Algunas puntualizaciones al debate sobre el futuro de las pensiones
El autor propone una alternativa mixta, que incluya un sistema público y obligatorio de reparto, otro obligatorio y público de capitalización, más un tercero, voluntario y privado de capitalización.
El debate actual sobre el futuro de las pensiones parte de una premisa contrastada. De acuerdo con las tendencias demográficas actuales extrapoladas a 2050, el actual sistema de reparto sería inviable financieramente, ya que la población mayor de 65 años, que hoy representa el 26% de la población en edad de trabajar (es decir, entre 16 y 64 años), podría alcanzar más del 60% de la misma en 2050, con lo que si actualmente hay 1,9 cotizantes por cada pensionista, en dicho año esta proporción podría llegar a ser uno e incluso menor de uno y el sistema podría incurrir en un déficit creciente entre cotizaciones y prestaciones que en 2050 podría alcanzar más del 6% del PIB.

DATOS PROPORCIONADOS:
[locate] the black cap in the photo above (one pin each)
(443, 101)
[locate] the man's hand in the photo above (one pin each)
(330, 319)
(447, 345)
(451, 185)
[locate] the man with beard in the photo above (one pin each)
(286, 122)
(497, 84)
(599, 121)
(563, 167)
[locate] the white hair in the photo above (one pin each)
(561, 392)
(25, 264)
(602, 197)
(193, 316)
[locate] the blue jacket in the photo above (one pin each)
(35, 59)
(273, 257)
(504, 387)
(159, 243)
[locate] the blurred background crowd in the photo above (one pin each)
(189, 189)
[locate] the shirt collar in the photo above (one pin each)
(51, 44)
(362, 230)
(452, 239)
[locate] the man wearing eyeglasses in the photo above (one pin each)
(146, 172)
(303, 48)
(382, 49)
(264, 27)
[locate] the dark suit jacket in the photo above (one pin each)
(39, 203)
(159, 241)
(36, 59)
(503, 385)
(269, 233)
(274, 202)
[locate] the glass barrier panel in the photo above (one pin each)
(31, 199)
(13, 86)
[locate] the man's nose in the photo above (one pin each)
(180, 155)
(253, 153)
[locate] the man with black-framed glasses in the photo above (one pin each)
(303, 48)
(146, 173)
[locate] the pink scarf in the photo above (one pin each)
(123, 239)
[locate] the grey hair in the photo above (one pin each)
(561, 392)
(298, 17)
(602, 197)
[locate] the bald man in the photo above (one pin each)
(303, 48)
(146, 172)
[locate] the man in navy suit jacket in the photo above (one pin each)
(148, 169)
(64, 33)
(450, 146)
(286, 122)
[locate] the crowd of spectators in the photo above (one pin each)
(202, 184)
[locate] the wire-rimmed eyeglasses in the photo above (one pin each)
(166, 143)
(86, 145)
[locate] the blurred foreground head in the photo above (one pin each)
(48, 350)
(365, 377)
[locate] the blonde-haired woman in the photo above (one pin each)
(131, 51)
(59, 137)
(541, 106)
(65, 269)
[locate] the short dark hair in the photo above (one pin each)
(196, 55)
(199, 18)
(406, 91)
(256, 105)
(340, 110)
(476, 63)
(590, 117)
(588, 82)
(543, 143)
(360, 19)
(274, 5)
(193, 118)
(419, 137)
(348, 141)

==

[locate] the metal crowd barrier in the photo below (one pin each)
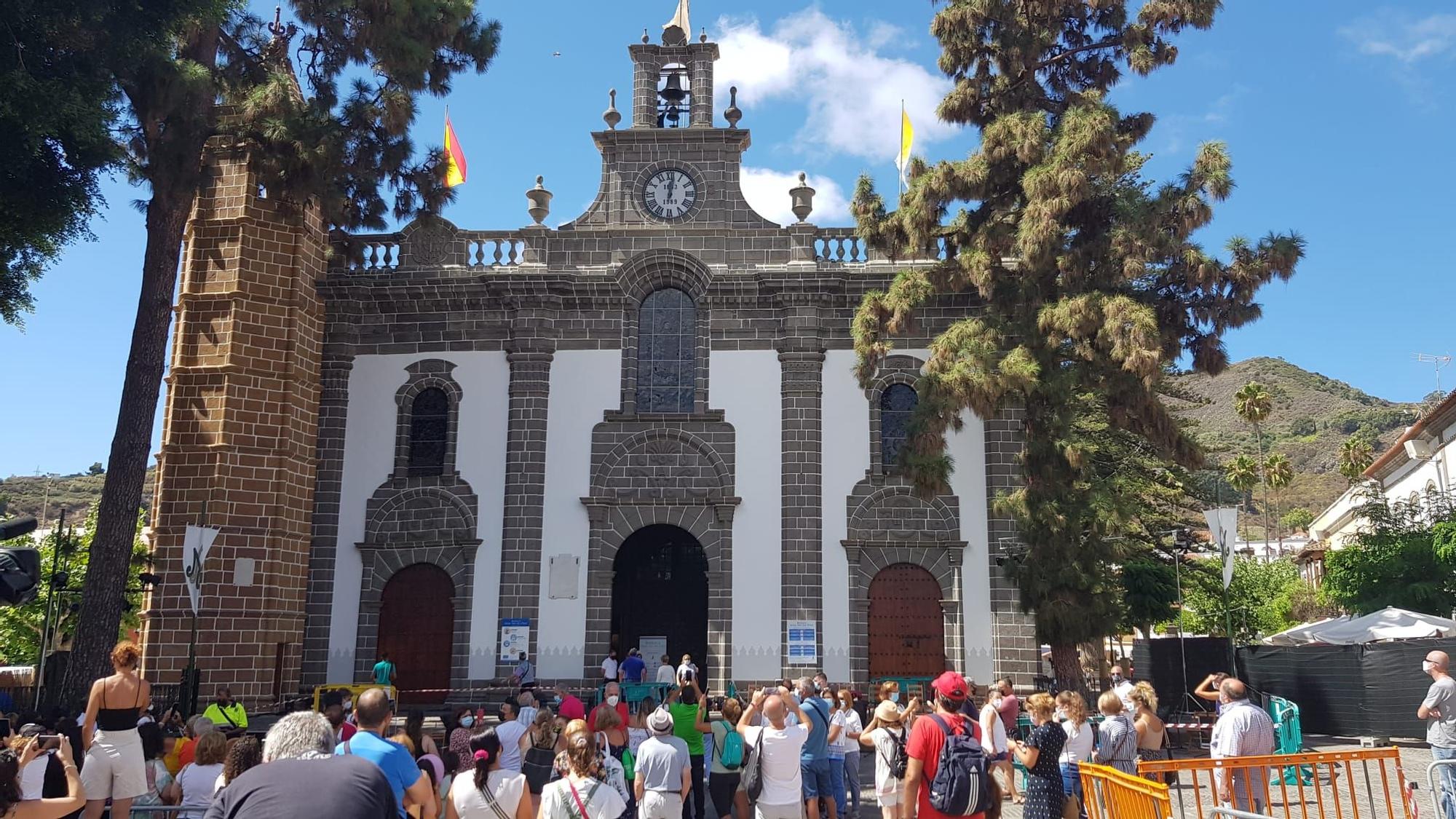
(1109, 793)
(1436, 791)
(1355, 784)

ENUNCIADO:
Responde a estas preguntas a partir del texto sobre el futuro de las pensiones:
(a) ¿Qué tres sistemas incluye la alternativa mixta que propone el autor?
(b) ¿Qué porcentaje de la población en edad de trabajar representa hoy la población mayor de 65 años?
(c) ¿Qué déficit podría alcanzar el sistema en 2050?

SOLUCIÓN DEL EJERCICIO:
(a) Un sistema público y obligatorio de reparto, otro obligatorio y público de capitalización y un tercero voluntario y privado de capitalización.
(b) El 26%.
(c) Más del 6% del PIB.